## Description of the task
Every entry must be echoed exactly.

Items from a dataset
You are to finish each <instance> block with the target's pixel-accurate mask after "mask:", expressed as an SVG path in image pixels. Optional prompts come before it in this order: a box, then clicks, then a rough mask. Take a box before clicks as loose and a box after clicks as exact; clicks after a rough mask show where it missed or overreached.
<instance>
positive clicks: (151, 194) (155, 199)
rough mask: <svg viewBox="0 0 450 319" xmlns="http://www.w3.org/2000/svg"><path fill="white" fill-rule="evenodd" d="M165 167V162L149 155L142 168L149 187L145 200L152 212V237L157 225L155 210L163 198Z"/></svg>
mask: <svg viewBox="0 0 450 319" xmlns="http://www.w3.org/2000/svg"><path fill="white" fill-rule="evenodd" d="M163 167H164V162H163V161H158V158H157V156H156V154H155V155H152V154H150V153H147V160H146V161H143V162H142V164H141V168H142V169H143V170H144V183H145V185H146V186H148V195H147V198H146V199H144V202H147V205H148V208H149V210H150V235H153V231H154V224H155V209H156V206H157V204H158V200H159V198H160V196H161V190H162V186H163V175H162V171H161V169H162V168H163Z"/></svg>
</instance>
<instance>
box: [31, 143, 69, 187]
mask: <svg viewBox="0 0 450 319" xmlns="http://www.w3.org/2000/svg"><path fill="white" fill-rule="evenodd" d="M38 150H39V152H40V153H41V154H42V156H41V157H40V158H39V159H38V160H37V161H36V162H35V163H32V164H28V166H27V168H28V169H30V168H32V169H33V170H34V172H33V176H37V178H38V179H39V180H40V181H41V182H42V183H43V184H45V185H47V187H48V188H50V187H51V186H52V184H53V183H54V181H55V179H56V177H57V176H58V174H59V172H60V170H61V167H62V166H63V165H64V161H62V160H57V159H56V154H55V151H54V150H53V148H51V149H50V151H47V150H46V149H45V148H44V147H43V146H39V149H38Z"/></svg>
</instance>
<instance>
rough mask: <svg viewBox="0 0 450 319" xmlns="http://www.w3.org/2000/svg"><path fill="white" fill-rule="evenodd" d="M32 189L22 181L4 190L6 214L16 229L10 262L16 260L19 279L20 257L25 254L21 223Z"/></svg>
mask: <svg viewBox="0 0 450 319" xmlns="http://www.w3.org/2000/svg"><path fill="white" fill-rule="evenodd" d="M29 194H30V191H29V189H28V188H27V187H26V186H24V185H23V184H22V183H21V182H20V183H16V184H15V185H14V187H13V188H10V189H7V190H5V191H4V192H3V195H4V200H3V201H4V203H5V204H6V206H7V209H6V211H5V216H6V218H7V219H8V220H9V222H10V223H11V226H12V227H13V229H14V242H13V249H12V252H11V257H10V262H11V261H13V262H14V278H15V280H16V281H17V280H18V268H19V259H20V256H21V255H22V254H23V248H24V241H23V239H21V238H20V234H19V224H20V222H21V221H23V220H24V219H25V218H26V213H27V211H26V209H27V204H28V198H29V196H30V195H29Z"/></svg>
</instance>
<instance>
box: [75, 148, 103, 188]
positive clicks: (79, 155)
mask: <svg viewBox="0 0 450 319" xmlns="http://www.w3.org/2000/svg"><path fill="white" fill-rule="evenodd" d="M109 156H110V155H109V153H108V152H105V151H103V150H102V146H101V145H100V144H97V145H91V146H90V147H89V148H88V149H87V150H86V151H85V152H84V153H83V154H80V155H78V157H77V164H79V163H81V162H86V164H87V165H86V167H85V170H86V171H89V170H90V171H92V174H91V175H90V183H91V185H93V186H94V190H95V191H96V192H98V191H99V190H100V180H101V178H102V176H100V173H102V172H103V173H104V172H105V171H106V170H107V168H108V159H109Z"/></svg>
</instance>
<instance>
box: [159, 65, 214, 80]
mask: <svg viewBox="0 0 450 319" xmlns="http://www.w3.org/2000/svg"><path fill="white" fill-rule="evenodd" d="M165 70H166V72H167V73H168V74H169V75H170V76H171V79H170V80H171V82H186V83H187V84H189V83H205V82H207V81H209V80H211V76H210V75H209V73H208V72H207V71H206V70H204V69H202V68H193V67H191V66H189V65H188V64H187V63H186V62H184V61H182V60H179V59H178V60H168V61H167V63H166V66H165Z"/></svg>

## Exercise solution
You are to finish each <instance> block with the target's pixel-accurate mask after "mask:", expressed as an SVG path in image pixels. Optional prompts come before it in this order: a box, then clicks, then a rough mask. Take a box before clicks as loose and a box after clicks as exact; clicks after a rough mask show where it missed or overreached.
<instance>
positive clicks: (151, 194) (155, 199)
rough mask: <svg viewBox="0 0 450 319" xmlns="http://www.w3.org/2000/svg"><path fill="white" fill-rule="evenodd" d="M165 167V162L149 155L142 168L149 187L145 200L152 212V237L157 225L155 210L163 198Z"/></svg>
mask: <svg viewBox="0 0 450 319" xmlns="http://www.w3.org/2000/svg"><path fill="white" fill-rule="evenodd" d="M163 167H164V162H163V161H158V158H157V156H156V154H155V155H152V154H150V153H147V160H146V161H143V162H142V164H141V168H142V169H143V170H144V183H145V185H146V186H148V195H147V198H146V199H144V202H147V205H148V208H149V210H150V235H153V231H154V224H155V209H156V206H157V204H158V200H159V198H160V196H161V190H162V186H163V175H162V171H161V169H162V168H163Z"/></svg>
</instance>
<instance>
box: [31, 143, 69, 187]
mask: <svg viewBox="0 0 450 319" xmlns="http://www.w3.org/2000/svg"><path fill="white" fill-rule="evenodd" d="M38 150H39V152H40V153H41V154H42V156H41V157H40V158H39V159H38V160H37V161H36V162H35V163H32V164H28V166H27V168H28V169H30V168H32V169H33V170H34V172H33V176H37V178H38V179H39V180H40V181H41V182H42V183H43V184H45V185H47V187H48V188H50V187H51V186H52V184H53V183H54V181H55V179H56V177H57V176H58V174H59V172H60V170H61V167H62V166H63V165H64V161H62V160H57V159H56V154H55V151H54V150H53V148H51V149H50V151H47V150H46V149H45V148H44V147H43V146H39V149H38Z"/></svg>
</instance>
<instance>
rough mask: <svg viewBox="0 0 450 319" xmlns="http://www.w3.org/2000/svg"><path fill="white" fill-rule="evenodd" d="M32 189L22 181L4 190L6 214L16 229L10 262L16 260L19 279L20 257L25 254L21 223Z"/></svg>
mask: <svg viewBox="0 0 450 319" xmlns="http://www.w3.org/2000/svg"><path fill="white" fill-rule="evenodd" d="M29 194H30V191H29V189H28V188H27V187H26V186H24V185H23V184H22V183H21V182H20V183H16V184H15V185H14V187H13V188H10V189H7V190H5V191H4V192H3V195H4V200H3V201H4V203H5V204H6V206H7V209H6V211H5V216H6V218H7V219H8V220H9V222H10V223H11V226H12V227H13V229H14V242H13V249H12V252H11V257H10V262H11V261H13V262H14V278H15V280H16V281H17V280H18V268H19V259H20V256H21V255H22V254H23V248H24V241H23V239H21V238H20V234H19V224H20V222H21V221H23V220H24V219H25V218H26V213H27V211H26V209H27V204H28V198H29V196H30V195H29Z"/></svg>
</instance>
<instance>
box: [75, 148, 103, 188]
positive clicks: (79, 155)
mask: <svg viewBox="0 0 450 319" xmlns="http://www.w3.org/2000/svg"><path fill="white" fill-rule="evenodd" d="M109 156H110V155H109V153H108V152H105V151H103V150H102V146H101V145H100V144H97V145H91V146H90V147H89V148H88V149H87V150H86V151H85V152H84V153H83V154H80V155H78V157H77V164H79V163H81V162H86V164H87V165H86V167H85V170H86V171H89V170H90V171H92V174H91V175H90V183H91V185H93V186H94V190H95V191H96V192H98V191H99V190H100V180H101V178H102V176H100V173H102V172H103V173H104V172H105V171H106V170H107V168H108V159H109Z"/></svg>
</instance>
<instance>
box: [159, 65, 214, 80]
mask: <svg viewBox="0 0 450 319" xmlns="http://www.w3.org/2000/svg"><path fill="white" fill-rule="evenodd" d="M165 70H166V72H167V73H168V74H169V75H170V76H171V79H170V80H171V82H186V83H187V84H189V83H205V82H207V81H209V80H211V76H210V75H209V73H208V72H207V71H206V70H204V69H202V68H193V67H191V66H189V65H188V64H187V63H186V62H184V61H182V60H179V59H178V60H168V61H167V63H166V66H165Z"/></svg>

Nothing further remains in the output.